- **What to produce**: All entries that follow are to be written out verbatim.

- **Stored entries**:
+ + +
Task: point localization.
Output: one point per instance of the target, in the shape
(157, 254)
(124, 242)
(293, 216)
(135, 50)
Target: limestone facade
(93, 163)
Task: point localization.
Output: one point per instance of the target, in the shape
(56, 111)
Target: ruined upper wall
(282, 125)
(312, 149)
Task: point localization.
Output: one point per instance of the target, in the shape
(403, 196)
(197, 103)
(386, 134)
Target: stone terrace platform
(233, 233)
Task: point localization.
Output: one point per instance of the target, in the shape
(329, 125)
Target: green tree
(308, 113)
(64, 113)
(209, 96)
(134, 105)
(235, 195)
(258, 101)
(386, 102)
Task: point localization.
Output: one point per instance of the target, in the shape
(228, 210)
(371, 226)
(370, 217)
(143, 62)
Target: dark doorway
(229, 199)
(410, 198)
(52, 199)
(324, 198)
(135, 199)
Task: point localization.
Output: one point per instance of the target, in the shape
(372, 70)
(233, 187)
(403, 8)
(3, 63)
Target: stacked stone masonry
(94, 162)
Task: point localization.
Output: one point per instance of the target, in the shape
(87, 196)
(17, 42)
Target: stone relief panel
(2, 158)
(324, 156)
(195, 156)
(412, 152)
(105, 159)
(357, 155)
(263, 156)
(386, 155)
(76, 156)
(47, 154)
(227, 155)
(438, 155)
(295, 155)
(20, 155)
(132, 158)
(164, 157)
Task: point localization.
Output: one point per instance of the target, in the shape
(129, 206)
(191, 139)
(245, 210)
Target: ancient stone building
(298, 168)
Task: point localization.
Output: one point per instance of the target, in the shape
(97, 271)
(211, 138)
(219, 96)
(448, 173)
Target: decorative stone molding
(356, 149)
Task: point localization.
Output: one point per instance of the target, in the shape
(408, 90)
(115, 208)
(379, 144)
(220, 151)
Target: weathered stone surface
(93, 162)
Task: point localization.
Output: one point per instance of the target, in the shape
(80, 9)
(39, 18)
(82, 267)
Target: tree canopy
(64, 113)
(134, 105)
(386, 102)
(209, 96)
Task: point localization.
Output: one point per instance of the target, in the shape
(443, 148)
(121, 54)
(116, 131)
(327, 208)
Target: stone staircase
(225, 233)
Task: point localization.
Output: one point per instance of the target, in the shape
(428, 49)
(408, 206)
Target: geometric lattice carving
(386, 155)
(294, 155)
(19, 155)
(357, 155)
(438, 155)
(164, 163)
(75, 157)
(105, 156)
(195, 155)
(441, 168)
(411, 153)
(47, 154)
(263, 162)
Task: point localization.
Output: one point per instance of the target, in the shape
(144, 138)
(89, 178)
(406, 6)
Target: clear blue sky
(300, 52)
+ + +
- **Solution**:
Task: point localization.
Output: one point per instance of the target, in the shape
(157, 254)
(124, 242)
(293, 216)
(135, 50)
Target: limestone facade
(93, 163)
Task: point localization.
Output: one point per instance of the target, in the shape
(56, 111)
Target: ruined upper wall
(282, 125)
(312, 149)
Task: point localization.
Output: one point per instance of the target, in the shape
(403, 196)
(197, 103)
(386, 134)
Target: stone terrace platform
(233, 233)
Task: point localization.
Output: one point per instance of the target, in the shape
(329, 125)
Target: green tree
(308, 113)
(64, 113)
(209, 96)
(134, 105)
(235, 195)
(258, 101)
(386, 102)
Task: point localization.
Output: one point per instance of the target, in the shape
(228, 210)
(371, 226)
(370, 217)
(143, 62)
Target: dark doorway
(229, 199)
(410, 198)
(52, 199)
(324, 198)
(135, 199)
Task: point localization.
Output: one point per instance of the target, in the shape
(372, 70)
(233, 187)
(403, 8)
(3, 63)
Target: stacked stone masonry
(94, 162)
Task: point localization.
Output: one point per instance of the target, in the shape
(87, 196)
(17, 42)
Target: stone relief panel
(2, 158)
(324, 156)
(195, 156)
(412, 152)
(105, 159)
(357, 155)
(263, 156)
(386, 155)
(76, 156)
(47, 154)
(227, 155)
(438, 155)
(295, 155)
(20, 155)
(132, 158)
(164, 157)
Task: point localization.
Output: one point per instance of the target, in the shape
(129, 206)
(191, 139)
(245, 210)
Target: ancient stone building
(298, 168)
Task: point localization.
Output: one point per instance of the target, in the shape
(97, 271)
(211, 138)
(219, 96)
(448, 173)
Target: decorative stone molding
(356, 149)
Task: point localization.
Output: one point per instance of the target, in the shape
(408, 90)
(115, 208)
(379, 144)
(220, 151)
Target: weathered stone surface
(93, 162)
Task: point localization.
Output: one point per instance of the target, in the shape
(80, 9)
(39, 18)
(82, 267)
Target: tree canopy
(64, 113)
(134, 105)
(386, 102)
(209, 96)
Task: point localization.
Output: one point per instance of the target, in the shape
(443, 148)
(121, 54)
(116, 131)
(327, 208)
Target: stone staircase
(225, 233)
Task: point localization.
Output: one point per instance of the target, in the shape
(428, 49)
(408, 206)
Target: geometric lattice carving
(386, 155)
(294, 155)
(19, 155)
(357, 155)
(438, 155)
(164, 163)
(75, 157)
(105, 156)
(195, 155)
(441, 168)
(411, 153)
(47, 154)
(263, 162)
Task: point localization.
Output: one point per instance of the target, in the shape
(144, 138)
(89, 178)
(406, 6)
Target: clear blue sky
(300, 52)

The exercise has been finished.